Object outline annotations
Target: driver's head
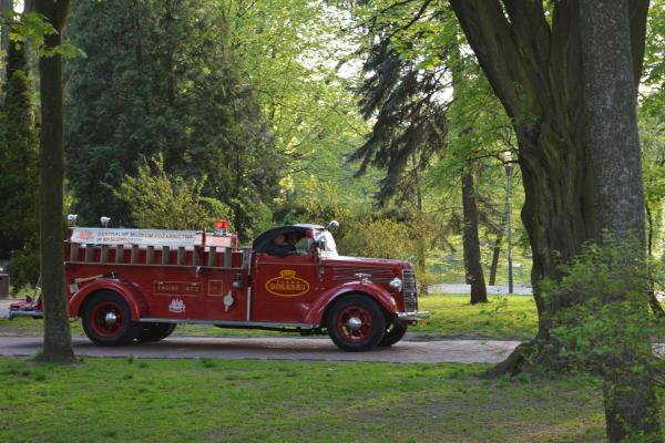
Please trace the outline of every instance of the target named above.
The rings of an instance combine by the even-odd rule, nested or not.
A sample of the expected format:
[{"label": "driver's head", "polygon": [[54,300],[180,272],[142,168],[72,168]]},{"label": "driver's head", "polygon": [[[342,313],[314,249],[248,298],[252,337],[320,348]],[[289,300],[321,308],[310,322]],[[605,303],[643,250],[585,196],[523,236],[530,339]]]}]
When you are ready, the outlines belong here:
[{"label": "driver's head", "polygon": [[295,233],[290,233],[286,235],[286,243],[289,245],[296,245],[298,243],[298,236]]}]

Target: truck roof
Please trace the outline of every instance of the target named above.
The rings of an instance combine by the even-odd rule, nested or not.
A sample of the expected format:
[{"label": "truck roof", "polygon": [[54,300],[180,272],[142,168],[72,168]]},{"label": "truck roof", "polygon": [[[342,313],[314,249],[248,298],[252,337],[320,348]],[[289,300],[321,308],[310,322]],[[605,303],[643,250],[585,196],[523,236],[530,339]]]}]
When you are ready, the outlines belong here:
[{"label": "truck roof", "polygon": [[254,243],[252,243],[252,249],[254,249],[255,253],[265,253],[270,246],[270,241],[273,241],[273,238],[277,237],[279,234],[305,233],[310,229],[324,229],[324,227],[321,225],[300,223],[297,225],[285,225],[268,229],[259,234],[254,239]]}]

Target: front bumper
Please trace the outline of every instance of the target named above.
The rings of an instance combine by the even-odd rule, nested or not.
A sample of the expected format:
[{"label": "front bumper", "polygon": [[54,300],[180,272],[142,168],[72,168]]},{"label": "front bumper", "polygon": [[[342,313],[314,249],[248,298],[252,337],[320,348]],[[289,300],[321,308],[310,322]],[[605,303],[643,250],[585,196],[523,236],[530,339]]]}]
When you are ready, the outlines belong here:
[{"label": "front bumper", "polygon": [[18,310],[18,309],[10,309],[9,310],[9,319],[11,320],[16,317],[43,318],[44,311],[37,311],[37,310],[22,311],[22,310]]},{"label": "front bumper", "polygon": [[428,318],[430,318],[428,311],[397,312],[397,319],[400,321],[418,321],[427,320]]}]

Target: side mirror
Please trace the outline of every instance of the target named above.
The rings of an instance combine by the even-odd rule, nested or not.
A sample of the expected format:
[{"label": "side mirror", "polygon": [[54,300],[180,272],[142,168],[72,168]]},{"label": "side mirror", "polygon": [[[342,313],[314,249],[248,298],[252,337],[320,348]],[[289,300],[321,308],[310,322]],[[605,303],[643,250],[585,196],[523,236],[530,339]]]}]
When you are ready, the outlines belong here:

→ DIRECTION
Reproduce the lines verbatim, starting at the line that contains "Target: front bumper" and ending with the last of the lines, including both of those.

→ CORRECT ANSWER
Target: front bumper
Please trace the outline of every instance of the target named above.
The rings of an instance combine by the even-odd rule, nested or not.
A sample of the expected format:
[{"label": "front bumper", "polygon": [[54,300],[180,272],[142,168],[72,168]]},{"label": "front bumper", "polygon": [[[342,313],[314,249],[248,298],[252,337],[320,348]],[[289,300],[321,308],[310,322]],[[605,303],[643,250],[585,196],[523,236],[530,339]]]}]
When you are ready, the outlines belong here:
[{"label": "front bumper", "polygon": [[18,310],[18,309],[10,309],[9,310],[9,319],[11,320],[16,317],[43,318],[44,311],[37,311],[37,310],[22,311],[22,310]]},{"label": "front bumper", "polygon": [[428,318],[430,318],[428,311],[397,312],[397,319],[400,321],[418,321],[427,320]]}]

Target: side mirror
Please trace the outline of every instance of the target named above.
The rings of an instance combine by the even-odd rule, nested or not.
A sample of the expected format:
[{"label": "side mirror", "polygon": [[54,300],[180,272],[142,168],[72,168]]},{"label": "side mirror", "polygon": [[[342,313],[314,249],[248,298],[252,337],[320,348]],[[289,300],[321,308],[310,322]],[[605,303],[643,250],[585,196],[523,236],[530,339]]]}]
When you are ready, the outlines belong here:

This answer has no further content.